(Exercise):
Exactly as written, transcribe the lines that run from the one containing "the gray horse" to the end of the records below.

Pointing and labeling entries
** start **

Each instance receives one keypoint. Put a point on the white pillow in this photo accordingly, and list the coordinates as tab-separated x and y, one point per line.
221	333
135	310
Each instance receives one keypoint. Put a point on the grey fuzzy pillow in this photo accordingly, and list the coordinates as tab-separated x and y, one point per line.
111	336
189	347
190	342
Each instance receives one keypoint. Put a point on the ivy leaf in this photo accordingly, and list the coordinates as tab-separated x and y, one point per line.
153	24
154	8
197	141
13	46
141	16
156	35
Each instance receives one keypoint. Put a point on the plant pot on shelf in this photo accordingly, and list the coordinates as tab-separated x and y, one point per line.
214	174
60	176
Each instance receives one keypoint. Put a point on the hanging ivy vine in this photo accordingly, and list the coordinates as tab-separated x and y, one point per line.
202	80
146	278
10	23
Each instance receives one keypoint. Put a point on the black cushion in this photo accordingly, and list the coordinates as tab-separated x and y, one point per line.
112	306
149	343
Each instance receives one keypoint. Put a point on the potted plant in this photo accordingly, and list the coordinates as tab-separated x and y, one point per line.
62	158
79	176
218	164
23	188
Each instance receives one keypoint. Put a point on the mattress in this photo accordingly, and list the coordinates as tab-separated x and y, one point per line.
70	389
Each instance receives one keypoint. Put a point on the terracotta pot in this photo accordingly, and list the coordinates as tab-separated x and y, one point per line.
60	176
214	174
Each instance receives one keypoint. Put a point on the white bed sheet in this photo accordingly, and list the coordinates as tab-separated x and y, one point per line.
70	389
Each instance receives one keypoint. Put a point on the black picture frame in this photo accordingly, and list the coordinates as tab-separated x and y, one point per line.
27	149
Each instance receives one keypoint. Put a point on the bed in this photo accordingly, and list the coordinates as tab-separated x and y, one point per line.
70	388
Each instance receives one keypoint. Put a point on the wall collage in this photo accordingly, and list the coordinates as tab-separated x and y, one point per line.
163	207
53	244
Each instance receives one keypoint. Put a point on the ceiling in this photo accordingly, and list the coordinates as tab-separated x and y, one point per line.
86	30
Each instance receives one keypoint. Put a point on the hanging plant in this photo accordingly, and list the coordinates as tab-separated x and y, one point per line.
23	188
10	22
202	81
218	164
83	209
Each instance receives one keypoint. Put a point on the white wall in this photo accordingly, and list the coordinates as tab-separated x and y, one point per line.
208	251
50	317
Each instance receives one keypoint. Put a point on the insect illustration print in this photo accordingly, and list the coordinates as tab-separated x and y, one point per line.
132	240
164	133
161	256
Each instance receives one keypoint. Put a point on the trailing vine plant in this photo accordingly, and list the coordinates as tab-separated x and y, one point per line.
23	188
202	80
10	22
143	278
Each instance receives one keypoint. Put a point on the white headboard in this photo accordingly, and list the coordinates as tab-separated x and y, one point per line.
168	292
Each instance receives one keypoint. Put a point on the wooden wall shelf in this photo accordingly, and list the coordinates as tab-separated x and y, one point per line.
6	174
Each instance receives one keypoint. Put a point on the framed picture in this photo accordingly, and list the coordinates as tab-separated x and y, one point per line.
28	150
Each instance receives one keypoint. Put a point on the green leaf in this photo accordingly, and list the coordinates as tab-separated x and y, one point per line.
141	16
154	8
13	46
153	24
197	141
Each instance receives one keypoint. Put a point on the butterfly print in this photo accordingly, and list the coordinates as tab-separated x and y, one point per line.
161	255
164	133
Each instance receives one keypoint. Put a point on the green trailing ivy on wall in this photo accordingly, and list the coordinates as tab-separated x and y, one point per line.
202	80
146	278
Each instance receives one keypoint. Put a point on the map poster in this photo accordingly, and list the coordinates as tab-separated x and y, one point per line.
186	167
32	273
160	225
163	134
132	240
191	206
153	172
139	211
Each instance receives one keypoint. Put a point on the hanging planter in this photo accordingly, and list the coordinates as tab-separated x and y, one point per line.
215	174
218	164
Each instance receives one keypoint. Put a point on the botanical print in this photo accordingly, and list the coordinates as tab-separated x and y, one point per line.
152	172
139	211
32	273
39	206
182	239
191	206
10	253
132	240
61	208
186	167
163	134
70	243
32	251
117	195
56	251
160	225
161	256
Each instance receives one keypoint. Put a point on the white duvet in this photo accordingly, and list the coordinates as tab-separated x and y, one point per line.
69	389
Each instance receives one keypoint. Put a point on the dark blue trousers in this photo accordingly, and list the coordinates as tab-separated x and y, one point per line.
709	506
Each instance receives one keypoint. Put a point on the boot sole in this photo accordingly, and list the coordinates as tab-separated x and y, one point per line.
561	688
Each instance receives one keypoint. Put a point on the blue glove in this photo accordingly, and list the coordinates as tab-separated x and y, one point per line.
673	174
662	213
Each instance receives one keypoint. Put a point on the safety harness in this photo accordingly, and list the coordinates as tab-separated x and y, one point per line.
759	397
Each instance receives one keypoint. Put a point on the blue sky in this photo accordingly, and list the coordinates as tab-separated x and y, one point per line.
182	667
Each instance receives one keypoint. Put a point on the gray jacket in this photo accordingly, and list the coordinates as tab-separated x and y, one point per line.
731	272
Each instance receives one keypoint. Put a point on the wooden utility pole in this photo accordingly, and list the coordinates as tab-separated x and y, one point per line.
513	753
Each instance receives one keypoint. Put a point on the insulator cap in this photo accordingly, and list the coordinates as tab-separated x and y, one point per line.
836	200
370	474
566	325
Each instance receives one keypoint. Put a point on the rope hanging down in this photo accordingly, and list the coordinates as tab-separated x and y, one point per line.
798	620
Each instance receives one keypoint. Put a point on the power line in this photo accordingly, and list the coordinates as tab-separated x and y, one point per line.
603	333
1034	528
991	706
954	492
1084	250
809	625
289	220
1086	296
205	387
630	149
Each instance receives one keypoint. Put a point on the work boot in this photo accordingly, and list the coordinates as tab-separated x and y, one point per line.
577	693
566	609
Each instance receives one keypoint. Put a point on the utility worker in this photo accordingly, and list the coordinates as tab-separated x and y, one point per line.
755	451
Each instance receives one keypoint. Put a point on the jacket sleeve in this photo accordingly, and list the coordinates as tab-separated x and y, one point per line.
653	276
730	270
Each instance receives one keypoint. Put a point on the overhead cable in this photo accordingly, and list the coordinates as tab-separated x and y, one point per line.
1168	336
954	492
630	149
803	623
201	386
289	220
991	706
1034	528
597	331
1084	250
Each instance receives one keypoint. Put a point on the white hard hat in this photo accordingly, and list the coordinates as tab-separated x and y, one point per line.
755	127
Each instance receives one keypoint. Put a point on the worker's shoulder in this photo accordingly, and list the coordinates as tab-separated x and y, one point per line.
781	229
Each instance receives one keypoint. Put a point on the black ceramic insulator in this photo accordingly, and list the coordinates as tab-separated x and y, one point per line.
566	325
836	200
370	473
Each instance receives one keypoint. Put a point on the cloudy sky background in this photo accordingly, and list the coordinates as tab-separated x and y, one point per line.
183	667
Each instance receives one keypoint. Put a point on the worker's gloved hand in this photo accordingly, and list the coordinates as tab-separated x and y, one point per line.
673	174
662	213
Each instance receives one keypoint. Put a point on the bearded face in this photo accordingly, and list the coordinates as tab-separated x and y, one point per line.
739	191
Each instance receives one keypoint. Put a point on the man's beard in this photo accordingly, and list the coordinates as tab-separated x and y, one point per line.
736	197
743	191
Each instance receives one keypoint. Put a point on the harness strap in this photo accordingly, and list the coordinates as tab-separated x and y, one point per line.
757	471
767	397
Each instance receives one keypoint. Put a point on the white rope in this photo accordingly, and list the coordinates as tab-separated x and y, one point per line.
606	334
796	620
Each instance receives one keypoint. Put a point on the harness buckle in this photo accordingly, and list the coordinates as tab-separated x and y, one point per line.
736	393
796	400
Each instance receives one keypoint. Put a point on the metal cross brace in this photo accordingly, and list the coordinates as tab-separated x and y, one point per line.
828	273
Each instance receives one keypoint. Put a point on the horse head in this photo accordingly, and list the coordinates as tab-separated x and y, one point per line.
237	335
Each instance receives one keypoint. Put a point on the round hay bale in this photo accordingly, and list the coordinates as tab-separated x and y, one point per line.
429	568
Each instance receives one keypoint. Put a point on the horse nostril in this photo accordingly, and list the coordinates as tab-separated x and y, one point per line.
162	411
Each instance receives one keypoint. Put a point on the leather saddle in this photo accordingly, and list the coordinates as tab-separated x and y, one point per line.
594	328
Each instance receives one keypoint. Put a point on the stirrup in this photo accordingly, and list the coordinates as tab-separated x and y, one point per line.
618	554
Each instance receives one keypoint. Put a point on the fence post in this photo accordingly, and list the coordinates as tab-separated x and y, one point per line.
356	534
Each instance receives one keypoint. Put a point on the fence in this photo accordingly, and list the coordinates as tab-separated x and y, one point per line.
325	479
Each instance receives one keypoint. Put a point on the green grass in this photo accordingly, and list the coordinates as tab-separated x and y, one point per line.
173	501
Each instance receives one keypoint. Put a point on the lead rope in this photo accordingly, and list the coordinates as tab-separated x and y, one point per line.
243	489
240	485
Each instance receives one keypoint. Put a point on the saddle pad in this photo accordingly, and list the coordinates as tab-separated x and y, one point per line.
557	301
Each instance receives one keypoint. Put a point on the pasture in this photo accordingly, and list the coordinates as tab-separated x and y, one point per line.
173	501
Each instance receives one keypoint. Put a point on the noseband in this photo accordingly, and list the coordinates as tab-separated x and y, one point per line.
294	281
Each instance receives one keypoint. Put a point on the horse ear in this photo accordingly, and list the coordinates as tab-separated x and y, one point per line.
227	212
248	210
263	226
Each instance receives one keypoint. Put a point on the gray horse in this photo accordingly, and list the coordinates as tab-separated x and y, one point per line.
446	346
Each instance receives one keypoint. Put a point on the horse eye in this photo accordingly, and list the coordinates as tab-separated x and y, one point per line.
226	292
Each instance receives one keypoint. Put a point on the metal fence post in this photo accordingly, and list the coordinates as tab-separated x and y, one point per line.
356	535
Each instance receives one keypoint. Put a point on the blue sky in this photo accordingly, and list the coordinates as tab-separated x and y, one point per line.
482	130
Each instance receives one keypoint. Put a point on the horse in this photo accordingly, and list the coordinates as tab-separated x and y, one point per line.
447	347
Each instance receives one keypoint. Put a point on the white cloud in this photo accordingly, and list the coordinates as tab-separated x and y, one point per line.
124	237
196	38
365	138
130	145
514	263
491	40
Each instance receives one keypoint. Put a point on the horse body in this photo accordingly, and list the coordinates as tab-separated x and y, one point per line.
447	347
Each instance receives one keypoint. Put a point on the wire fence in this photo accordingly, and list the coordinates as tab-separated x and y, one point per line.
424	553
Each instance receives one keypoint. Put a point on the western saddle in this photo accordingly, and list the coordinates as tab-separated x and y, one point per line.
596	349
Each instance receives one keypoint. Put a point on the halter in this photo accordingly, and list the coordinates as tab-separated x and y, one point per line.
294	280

** end **

(Exercise solution):
Each instance receives one keypoint. Put a point on the gray horse in this photo accordingly, and list the coordinates as tab-separated x and y, one point per line.
446	346
Each instance receives one keypoint. Put a point on the horse eye in this photo accordingly, and list the coordinates as tab-separated x and y, one point per line.
226	292
Each instance receives one keypoint. Put a point on the metal fence post in this photo accordingly, and list the coordinates as tab-separated x and y, one point per line.
356	535
Each instance receives one keypoint. Put a point on the blue sky in this photo accordingly, and list the coordinates as tab-separated x and y, one point per line.
482	130
Each instance receives one keypoint. Put a point on the horse in this photo accordingly, and list the coordinates as tab-separated x and y, one point per line.
447	347
Each instance receives one keypoint. Put a point on the white cloud in this photo accordingly, and list the coordinates as tab-separated x and y, one point per line.
124	237
196	38
365	138
130	145
514	263
491	40
Each instance receives one keypoint. Put a point on the horse body in this photo accordingly, and list the coordinates as tab-separated x and y, one point per line.
447	347
Each instance receives one keypoint. Put a point on the wire fence in this photo accordingly, and list the coordinates as tab-separated x and y, one point per line.
424	553
Each instance receives one keypoint. Put a point on the western saddle in this photo accordingly, and list the coordinates as tab-separated x and y, one point per line.
596	349
Each instance receives one keypoint. Put a point on the halter in this photo accordingly, and list the coordinates as tab-separated x and y, one point per line.
294	280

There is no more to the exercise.